** Opening GIVEN PASSAGE block **

Can Language Models Teach Weaker Agents? Teacher Explanations Improve Students via Personalization

A hallmark property of explainable AI models is the ability to teach other agents, communicating knowledge of how to perform a task. While Large Language Models perform complex reasoning by generating explanations for their predictions, it is unclear whether they also make good teachers for weaker agents. To address this, we consider a student-teacher framework between two LLM agents and study if, when, and how the teacher should intervene with natural language explanations to improve the student's performance. Since communication is expensive, we define a budget such that the teacher only communicates explanations for a fraction of the data, after which the student should perform well on its own. We decompose the teaching problem along four axes: (1) if teacher's test time intervention improve student predictions, (2) when it is worth explaining a data point, (3) how the teacher should personalize explanations to better teach the student, and (4) if teacher explanations also improve students on future unexplained data. We first show that teacher LLMs can indeed intervene on student reasoning to improve their performance. Next, inspired by the Theory of Mind abilities of effective teachers, we propose building two few-shot mental models of the student. The first model defines an Intervention Function that simulates the utility of an intervention, allowing the teacher to intervene when this utility is the highest and improving student performance at lower budgets. The second model enables the teacher to personalize explanations for a particular student and outperform unpersonalized teachers. We also demonstrate that in multi-turn interactions, teacher explanations generalize and learning from explained data improves student performance on future unexplained data. Finally, we verify that misaligned teachers can lower student performance to random chance by intentionally misleading them.

** Closing GIVEN PASSAGE block **

TASK GOAL:
Answer the following from the passage on teacher explanations, numbering each answer to match.
1. Under the budget, for how much of the data does the teacher communicate explanations?
2. What does the first mental model of the student define?
3. To what level can misaligned teachers lower student performance?

** Opening SUPPLIED MATERIAL block **

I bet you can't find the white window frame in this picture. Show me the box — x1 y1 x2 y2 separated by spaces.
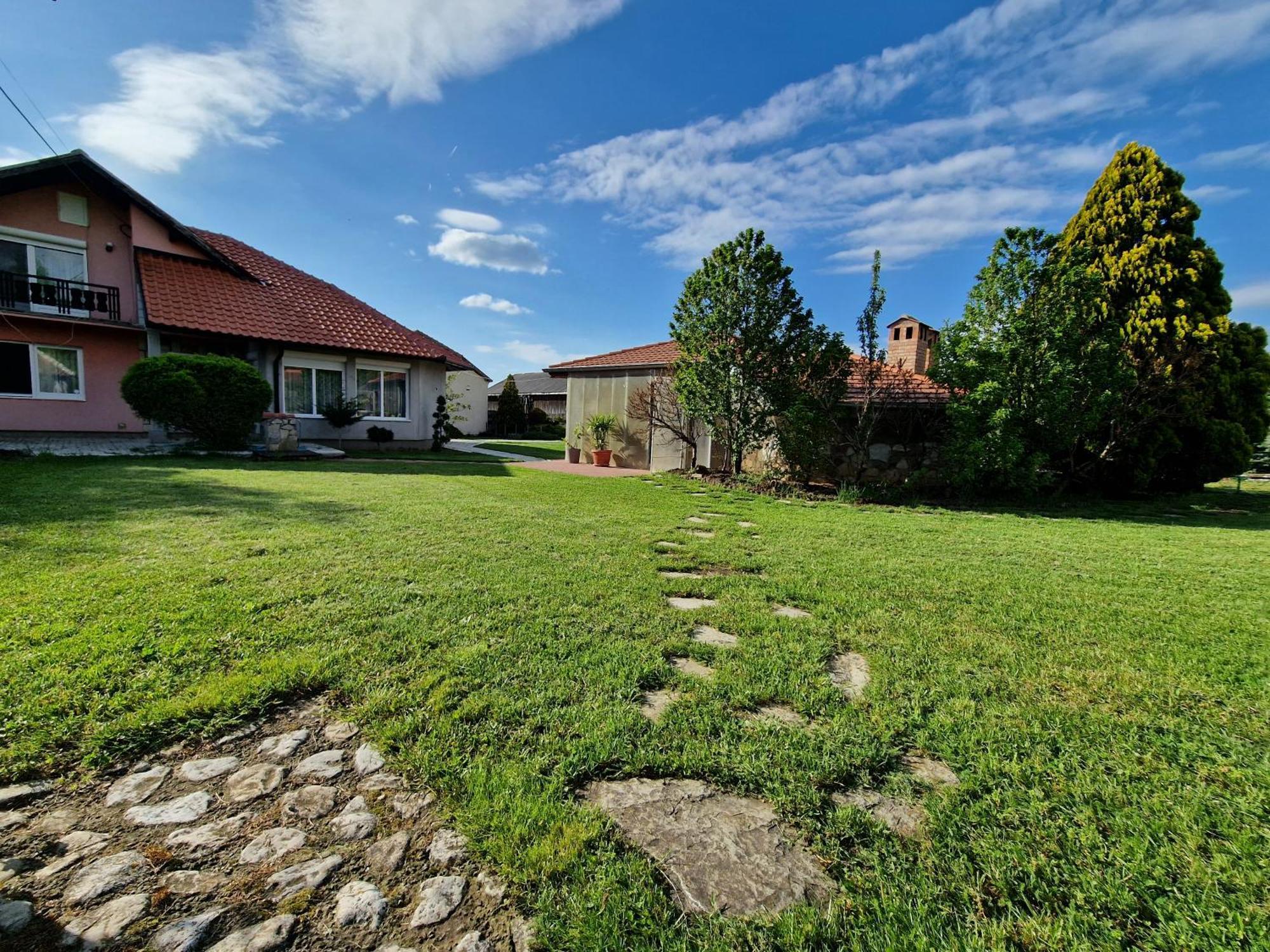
0 340 88 402
0 225 93 317
353 360 410 423
278 354 348 420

** Closing SUPPLIED MATERIAL block **

THE ANSWER:
1. Only a fraction of the data.
2. An Intervention Function that simulates the utility of an intervention.
3. To random chance.